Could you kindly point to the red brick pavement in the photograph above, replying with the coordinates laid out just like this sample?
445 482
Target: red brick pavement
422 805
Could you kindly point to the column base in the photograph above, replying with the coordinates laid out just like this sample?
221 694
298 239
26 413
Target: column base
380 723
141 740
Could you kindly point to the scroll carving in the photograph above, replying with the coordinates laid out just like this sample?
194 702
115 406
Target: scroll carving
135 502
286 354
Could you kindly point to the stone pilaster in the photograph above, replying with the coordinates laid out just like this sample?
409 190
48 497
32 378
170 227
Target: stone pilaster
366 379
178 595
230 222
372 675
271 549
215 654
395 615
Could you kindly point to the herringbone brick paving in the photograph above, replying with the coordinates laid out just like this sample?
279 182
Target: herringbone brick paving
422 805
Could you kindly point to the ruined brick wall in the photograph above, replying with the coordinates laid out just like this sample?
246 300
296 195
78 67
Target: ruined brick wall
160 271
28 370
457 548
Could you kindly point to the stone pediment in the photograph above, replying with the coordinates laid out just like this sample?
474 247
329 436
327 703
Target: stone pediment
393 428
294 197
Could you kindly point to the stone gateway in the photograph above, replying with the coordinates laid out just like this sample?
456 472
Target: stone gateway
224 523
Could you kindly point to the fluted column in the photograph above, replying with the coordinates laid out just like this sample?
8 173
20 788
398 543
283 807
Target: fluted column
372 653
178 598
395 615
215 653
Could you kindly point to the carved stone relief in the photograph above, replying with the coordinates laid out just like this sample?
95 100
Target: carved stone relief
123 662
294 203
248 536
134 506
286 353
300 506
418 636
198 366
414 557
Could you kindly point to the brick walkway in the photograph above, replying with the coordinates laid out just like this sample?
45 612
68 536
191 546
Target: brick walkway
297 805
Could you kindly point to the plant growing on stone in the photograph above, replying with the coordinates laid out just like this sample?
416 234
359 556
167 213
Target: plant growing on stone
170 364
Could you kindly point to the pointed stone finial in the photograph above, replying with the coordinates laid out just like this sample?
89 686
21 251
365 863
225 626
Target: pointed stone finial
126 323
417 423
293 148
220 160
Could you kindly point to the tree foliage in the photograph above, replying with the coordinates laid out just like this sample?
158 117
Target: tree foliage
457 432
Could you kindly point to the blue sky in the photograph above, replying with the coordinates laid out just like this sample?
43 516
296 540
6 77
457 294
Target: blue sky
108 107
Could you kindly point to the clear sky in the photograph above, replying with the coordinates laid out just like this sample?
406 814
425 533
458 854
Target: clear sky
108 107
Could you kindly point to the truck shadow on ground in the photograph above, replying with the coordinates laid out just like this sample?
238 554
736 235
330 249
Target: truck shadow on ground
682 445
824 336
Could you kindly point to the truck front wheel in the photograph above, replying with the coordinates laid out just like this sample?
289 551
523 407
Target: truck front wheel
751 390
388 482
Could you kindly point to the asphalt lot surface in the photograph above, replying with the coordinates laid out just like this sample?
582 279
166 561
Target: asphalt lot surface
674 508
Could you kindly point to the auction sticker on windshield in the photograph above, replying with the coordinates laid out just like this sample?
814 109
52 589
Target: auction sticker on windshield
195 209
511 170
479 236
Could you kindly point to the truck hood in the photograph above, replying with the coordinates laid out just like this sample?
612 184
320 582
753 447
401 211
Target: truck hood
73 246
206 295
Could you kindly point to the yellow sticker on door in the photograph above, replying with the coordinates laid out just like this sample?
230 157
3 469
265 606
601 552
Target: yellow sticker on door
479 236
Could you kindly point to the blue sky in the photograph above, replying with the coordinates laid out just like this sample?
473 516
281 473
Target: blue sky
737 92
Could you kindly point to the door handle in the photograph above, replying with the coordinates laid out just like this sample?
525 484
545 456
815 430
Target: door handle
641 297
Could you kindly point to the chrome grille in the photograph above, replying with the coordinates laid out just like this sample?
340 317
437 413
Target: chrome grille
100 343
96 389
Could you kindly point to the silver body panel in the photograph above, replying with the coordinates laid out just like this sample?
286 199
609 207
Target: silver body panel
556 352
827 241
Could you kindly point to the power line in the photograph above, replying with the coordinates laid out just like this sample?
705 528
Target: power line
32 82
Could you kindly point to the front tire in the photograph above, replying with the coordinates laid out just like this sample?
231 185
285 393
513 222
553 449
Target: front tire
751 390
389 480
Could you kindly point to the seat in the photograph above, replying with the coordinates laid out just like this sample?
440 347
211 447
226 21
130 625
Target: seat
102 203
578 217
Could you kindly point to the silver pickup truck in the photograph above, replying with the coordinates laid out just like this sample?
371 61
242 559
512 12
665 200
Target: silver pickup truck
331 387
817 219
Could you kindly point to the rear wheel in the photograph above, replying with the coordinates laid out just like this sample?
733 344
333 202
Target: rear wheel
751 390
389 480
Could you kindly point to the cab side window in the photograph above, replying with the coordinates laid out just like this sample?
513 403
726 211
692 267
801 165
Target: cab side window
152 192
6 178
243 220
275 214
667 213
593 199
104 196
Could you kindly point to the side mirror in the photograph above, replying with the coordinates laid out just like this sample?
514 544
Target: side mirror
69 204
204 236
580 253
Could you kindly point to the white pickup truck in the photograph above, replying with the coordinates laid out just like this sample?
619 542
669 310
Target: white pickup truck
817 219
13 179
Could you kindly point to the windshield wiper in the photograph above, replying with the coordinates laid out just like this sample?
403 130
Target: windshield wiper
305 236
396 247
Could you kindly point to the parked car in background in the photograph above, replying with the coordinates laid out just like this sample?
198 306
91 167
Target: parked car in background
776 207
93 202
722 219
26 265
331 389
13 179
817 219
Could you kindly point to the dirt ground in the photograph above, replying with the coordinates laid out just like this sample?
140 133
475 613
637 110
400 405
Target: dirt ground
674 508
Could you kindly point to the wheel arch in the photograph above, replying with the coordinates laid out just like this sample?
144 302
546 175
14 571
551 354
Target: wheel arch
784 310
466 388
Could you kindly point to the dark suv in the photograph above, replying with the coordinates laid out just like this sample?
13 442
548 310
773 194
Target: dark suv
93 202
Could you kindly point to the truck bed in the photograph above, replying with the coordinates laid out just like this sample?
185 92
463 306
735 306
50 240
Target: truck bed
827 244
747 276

[Aim]: Pull out each record as written and restate it exactly.

[Answer in full]:
Could you kindly point to the red brick pavement in the photograph above, replying with the coordinates laid out just like this sample?
445 482
Target: red brick pavement
422 805
Could you kindly point to the column base in the photograph above, replying with the coordinates laid out just like this sample?
221 694
298 239
26 413
Target: column base
380 723
141 740
Could you kindly point to the scroll carving in the photograph above, replying with the coordinates laid out just like this sample?
194 702
115 406
Target: scroll carving
135 502
286 354
Could you kindly point to the stone pilaster in the photograph above, replying with the coordinates laid out just like this sample?
409 190
48 497
32 378
170 227
Target: stone pilaster
366 379
178 595
230 222
372 675
271 549
215 654
395 615
Could you kindly point to the herringbone brick paving in the photograph above, replying with the coordinates laid out just like this sample?
279 182
Target: herringbone brick paving
422 805
Could you kindly point to the ruined brick wall in the photograph above, replying with the coordinates laid out just like this sample?
246 300
296 195
78 67
Target: ruined brick wall
160 271
28 370
457 548
Could you kindly point to the stone pediment in the photograph above, replying with the coordinates laid out just like this sample?
474 247
329 436
327 703
Target: stone pediment
393 428
294 197
Could you kindly point to the stone gateway in the photograph above, replying with the coordinates laid out just like this sample?
456 472
Target: stone gateway
224 523
Could you kindly point to the fluted column in the photograph above, replying with the coordinates laid out just like this sample?
8 173
20 788
398 543
283 807
Target: fluted column
372 653
178 598
395 615
215 653
Could you kindly point to the carved stone relief in the photograph above, replying with the coordinates laid out just like this sample?
95 100
Target: carved stone relief
123 662
294 203
248 536
134 506
286 353
300 506
418 636
198 366
414 557
Could you kindly point to the brick walkway in the photograph above, replying with the coordinates laid out just like this sample?
45 612
68 536
191 546
Target: brick walkway
297 805
Could you kindly point to the plant growing on stone in the photograph above, replying with the coordinates laid out just like this sample?
416 234
359 556
167 213
Target: plant growing on stone
170 364
Could you kindly point to the pointed stone finial in the photograph above, replying with the coordinates laid out just like this sample?
89 686
21 251
365 863
225 626
Target: pointed stone finial
126 323
417 423
293 148
220 160
Could you kindly point to the tree foliage in the photograph above, replying with the coordinates laid out just like this sample?
158 117
Target: tree foliage
457 432
Could you kindly point to the blue sky in the photograph above, replying with the coordinates laid out just like this sample?
43 516
296 540
6 77
457 294
Target: blue sky
108 107
Could you kindly point to the clear sky in the photograph above, replying with the coordinates laid out just like this sample?
406 814
425 533
458 854
Target: clear sky
108 107
Could you kindly point to the truck shadow on ground in the photograph above, replying with the coordinates laid out just like this sample?
238 554
736 235
330 249
Target: truck shadow on ground
682 445
824 336
Could you kindly point to the truck front wheel in the photograph above, replying with the coordinates laid out just like this sample?
289 551
523 407
Target: truck front wheel
751 390
388 482
Could you kindly point to the asphalt lot surface in the photograph above, replying with the coordinates laid out just like this sample?
582 279
166 561
Target: asphalt lot surface
674 508
Could you kindly point to the auction sticker on windshield in the photograph above, replying with the coordinates laid out just like this sample?
814 109
52 589
Target: auction sticker on windshield
195 209
511 170
479 236
Could you kindly point to the truck hood in the photograph above, replying with the coordinates laid out just like this sample?
612 184
320 582
753 447
401 211
Target: truck hood
73 246
206 295
Could you kindly point to the yellow sticker on door in the photograph above, replying with the coordinates laid out just like this sample?
230 157
3 469
265 606
601 552
Target: yellow sticker on door
479 236
Could you kindly point to the blue sky in the photograph above, replying with the coordinates laid out just like this sample?
473 516
281 473
Target: blue sky
737 92
Could you kindly point to the door handle in the photograph above, replying with the coordinates laid out just like this sample?
525 484
545 456
815 430
Target: door handle
641 297
Could you kindly point to the chrome grille in the photograph above, replying with the coordinates laid out just like this sample?
340 317
437 413
Target: chrome grille
100 343
96 389
Could you kindly point to the silver body panel in the photograph above, replying with the coordinates laid out just like this sample?
286 199
609 207
Target: silver body panel
556 352
827 241
Could you kindly point to the power line in the photograph above, replying with the coordinates laid out just like this sample?
705 528
Target: power line
32 82
Could you kindly point to the front tire in the photograph above, replying with the coordinates laid out just like this sample?
231 185
285 393
513 222
553 449
Target: front tire
751 390
389 480
Could you kindly point to the seat in the photograph above, replying with the coordinates laid out just like this sample?
440 347
211 447
226 21
130 625
Target: seat
102 203
578 217
Could you kindly point to the silver pickup truck in the photograph above, replying with the coordinates laid out just like this sample?
371 61
242 559
512 12
665 200
Target: silver pickup truck
331 387
817 219
Could you kindly point to the rear wheel in the photograph above, replying with the coordinates laid out just like this sample?
733 344
333 202
Target: rear wheel
751 390
389 480
Could you kindly point to the cab side window in the photograph above, replying with the coordinates laid out just like this sample?
513 403
726 211
692 267
801 165
Target: cab side window
152 192
6 178
243 220
275 214
667 213
593 199
104 196
Could you kindly point to the side mirror in the photograph above, replying with the coordinates laid out just like this sample?
514 544
Target: side mirror
69 204
204 236
580 253
Could you kindly point to the white pickup truck in the photograph above, replying with the coordinates laid out just like this sample?
619 542
669 310
Target: white pickup truck
817 219
13 179
Could you kindly point to the windshield wiper in the photograph above, replying with the coordinates laid out just like this sample?
403 130
Target: windshield wiper
305 236
396 247
Could you kindly point to the parked car in background in the photograph above, replying with the coordinates laid out just like this sample?
198 306
91 167
Target: parked car in background
776 207
93 202
722 219
26 265
331 389
13 179
817 219
Could you kindly point to the dirt ground in the photograph above, replying with the coordinates laid out just like this sample?
140 133
475 613
637 110
400 405
Target: dirt ground
674 508
Could you kindly point to the wheel arch in the photograph above, replying with the coordinates laid out just like this sample?
144 302
546 175
14 571
551 354
Target: wheel arch
784 310
466 388
Could you kindly point to the dark suv in the photograph above, replying with the coordinates laid out just like this sample?
13 442
548 310
773 194
Target: dark suv
93 202
Could you kindly point to the truck bed in the photograph above, replying with the coordinates laid out just like this sample?
185 92
463 306
735 306
50 240
Target: truck bed
827 244
747 276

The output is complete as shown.